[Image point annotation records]
[start]

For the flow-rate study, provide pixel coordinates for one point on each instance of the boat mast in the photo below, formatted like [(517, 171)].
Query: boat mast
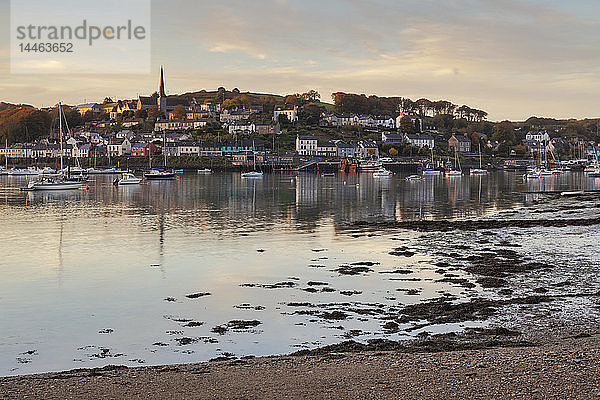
[(60, 134), (165, 149)]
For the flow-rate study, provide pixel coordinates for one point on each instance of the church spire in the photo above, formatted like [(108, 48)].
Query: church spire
[(161, 88)]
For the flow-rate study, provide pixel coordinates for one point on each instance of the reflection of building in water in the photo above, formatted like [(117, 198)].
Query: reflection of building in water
[(307, 187)]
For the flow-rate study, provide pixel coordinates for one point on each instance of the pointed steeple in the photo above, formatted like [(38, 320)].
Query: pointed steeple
[(161, 88)]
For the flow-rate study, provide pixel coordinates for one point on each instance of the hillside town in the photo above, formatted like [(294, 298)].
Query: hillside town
[(275, 130)]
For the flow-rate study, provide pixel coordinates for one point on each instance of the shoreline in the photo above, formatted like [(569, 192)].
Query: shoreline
[(560, 368)]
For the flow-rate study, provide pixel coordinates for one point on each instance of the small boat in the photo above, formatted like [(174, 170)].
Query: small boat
[(48, 171), (478, 171), (106, 171), (369, 165), (127, 179), (573, 193), (56, 182), (382, 173), (252, 174), (53, 183), (24, 171), (156, 175), (431, 172)]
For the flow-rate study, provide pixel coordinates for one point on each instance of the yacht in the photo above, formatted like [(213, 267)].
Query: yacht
[(127, 179), (59, 182), (252, 174), (157, 174), (382, 173), (24, 171)]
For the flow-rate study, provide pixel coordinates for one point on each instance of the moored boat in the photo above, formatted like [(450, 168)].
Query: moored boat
[(127, 179)]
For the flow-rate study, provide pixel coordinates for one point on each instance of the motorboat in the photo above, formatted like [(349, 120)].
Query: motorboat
[(369, 165), (382, 173), (127, 179), (478, 171), (54, 183), (24, 171), (573, 193), (431, 172), (252, 174), (156, 174), (106, 171)]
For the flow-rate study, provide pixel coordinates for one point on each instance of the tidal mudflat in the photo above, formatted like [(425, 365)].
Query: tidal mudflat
[(220, 268)]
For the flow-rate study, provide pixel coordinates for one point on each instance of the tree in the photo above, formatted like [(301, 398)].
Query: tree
[(505, 133), (294, 99), (406, 125), (179, 112), (220, 97), (283, 120), (310, 96)]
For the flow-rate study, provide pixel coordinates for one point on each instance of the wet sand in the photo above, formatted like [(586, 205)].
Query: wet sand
[(567, 368)]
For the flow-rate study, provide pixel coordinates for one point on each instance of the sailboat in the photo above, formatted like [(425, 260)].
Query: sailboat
[(456, 171), (480, 170), (431, 171), (159, 174), (255, 173), (59, 182)]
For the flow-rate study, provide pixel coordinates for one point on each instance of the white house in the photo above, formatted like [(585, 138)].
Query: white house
[(420, 140), (306, 145), (119, 147)]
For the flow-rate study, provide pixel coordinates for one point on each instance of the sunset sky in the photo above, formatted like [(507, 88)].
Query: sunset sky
[(511, 58)]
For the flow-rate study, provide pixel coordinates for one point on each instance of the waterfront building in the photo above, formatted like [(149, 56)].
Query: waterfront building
[(306, 145)]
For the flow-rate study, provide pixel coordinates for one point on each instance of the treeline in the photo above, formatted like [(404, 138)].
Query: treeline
[(374, 105), (21, 123)]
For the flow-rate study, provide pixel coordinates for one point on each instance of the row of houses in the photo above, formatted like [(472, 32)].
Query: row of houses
[(338, 120), (458, 143), (310, 146)]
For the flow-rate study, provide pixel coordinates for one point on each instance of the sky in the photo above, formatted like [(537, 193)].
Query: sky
[(511, 58)]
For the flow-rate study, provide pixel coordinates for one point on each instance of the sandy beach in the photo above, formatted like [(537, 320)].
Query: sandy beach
[(568, 368)]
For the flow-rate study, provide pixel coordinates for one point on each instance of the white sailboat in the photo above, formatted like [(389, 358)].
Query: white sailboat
[(55, 182), (255, 173), (159, 174), (456, 171)]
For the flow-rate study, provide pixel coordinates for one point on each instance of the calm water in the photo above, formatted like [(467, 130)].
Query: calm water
[(98, 277)]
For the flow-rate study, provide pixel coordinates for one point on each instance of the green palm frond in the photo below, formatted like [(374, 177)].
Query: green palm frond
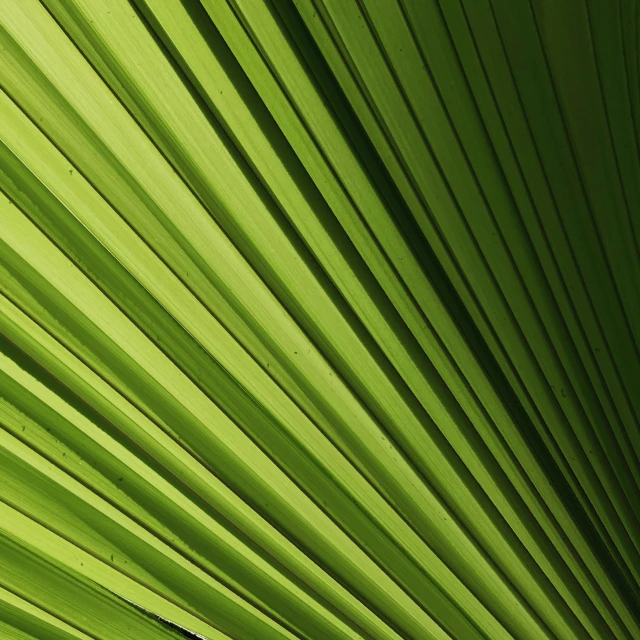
[(319, 319)]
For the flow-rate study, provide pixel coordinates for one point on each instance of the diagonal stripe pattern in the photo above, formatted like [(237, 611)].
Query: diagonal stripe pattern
[(319, 319)]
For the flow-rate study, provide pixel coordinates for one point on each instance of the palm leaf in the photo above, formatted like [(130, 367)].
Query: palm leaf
[(320, 319)]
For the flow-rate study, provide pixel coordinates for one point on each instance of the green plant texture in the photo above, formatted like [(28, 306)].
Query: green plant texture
[(319, 319)]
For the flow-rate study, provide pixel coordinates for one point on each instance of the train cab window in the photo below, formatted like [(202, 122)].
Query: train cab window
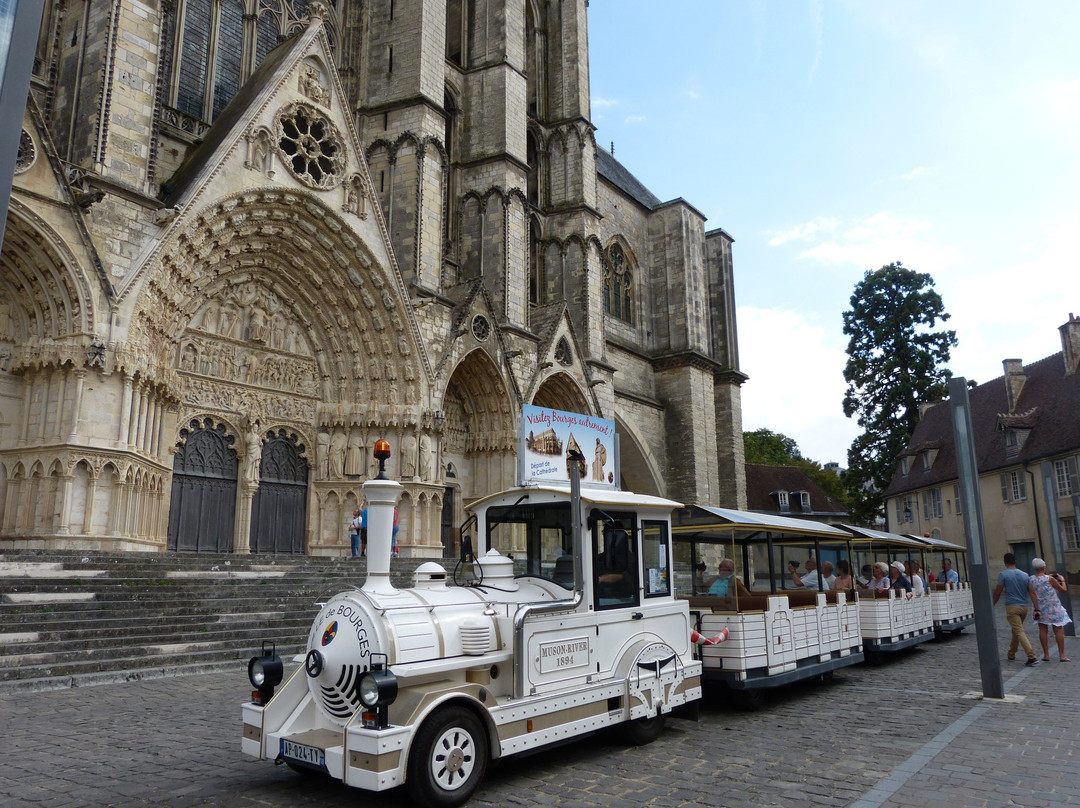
[(615, 565), (543, 532), (656, 559)]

[end]

# Stated exercise
Reproduce the lines from the line with "like [(108, 48)]." up to and including the line with "[(307, 187)]", swapping "pixel coordinates" for "image coordinates" and leaving everything else unchanged.

# Expected output
For the flow-rate study, provide image coordinates for one point on each instance of the church spire in the photo above, formatted like [(108, 48)].
Query: church spire
[(161, 88)]
For the flow-rate study, provide image coordinates for one point on each instance of the reflection of building in water in the photo above, formatted like [(117, 198)].
Query: reflection of building in water
[(307, 187)]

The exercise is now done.